Page:Les Entretiens d’Épictète recueillis par Arrien.djvu/320

Cette page n’a pas encore été corrigée

Celui qui juge est-il donc hors de tout péril? Non; le danger est égal pour lui. Pourquoi donc redouter ce qu’il prononcera? Qu’y a-t-il entre toi et le mal d’un autre? Ton mal à toi, c’est de mal te défendre. C’est de cela seul que tu dois te garder. Quant à ta condamnation ou à ton acquittement, comme ils sont l’œuvre d’un autre, c’est pour un autre aussi qu’y est le mal.

— « Un tel te menace. » — Moi! non. — « Il te blâme. » — C’est à lui de voir comment il accomplit cet acte qui est de lui. — « Il va te condamner injustement.» — L’infortuné qu’il est!


CHAPITRE XIX




De l’homme ordinaire et du philosophe.
------------------------------------------------------------
CONSIGNES ET EXIGENCES:
D'après l'extrait des Entretiens d'Épictète, quel est le seul mal dont doit se garder celui qui est jugé ?
------------------------------------------------------------
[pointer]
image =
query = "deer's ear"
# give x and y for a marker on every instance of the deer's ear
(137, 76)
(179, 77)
------------------------------------------------------------
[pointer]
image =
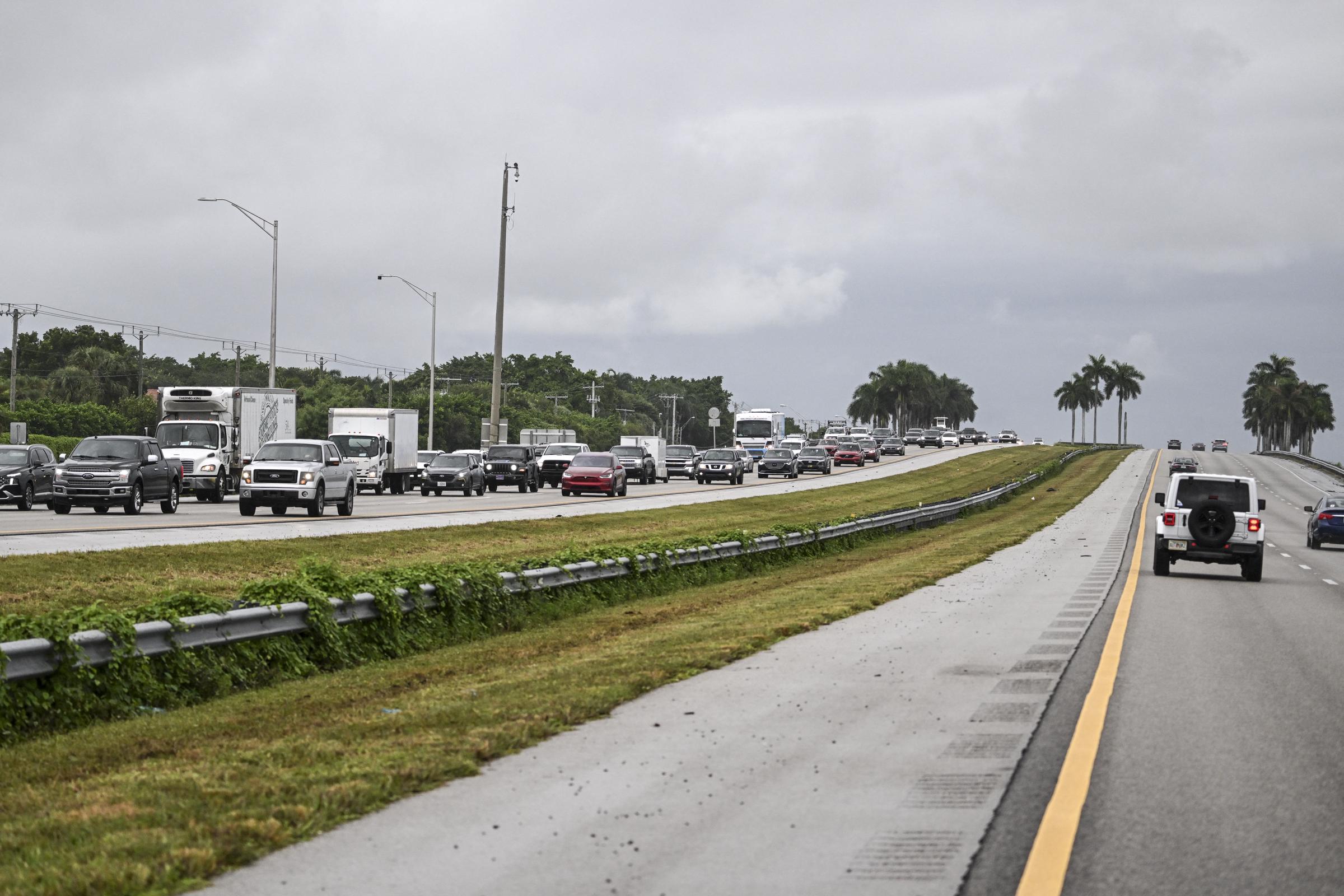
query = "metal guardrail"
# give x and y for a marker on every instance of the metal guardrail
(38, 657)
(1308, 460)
------------------------------------------------------------
CORRIGÉ DE L'EXERCICE:
C'est de mal se défendre.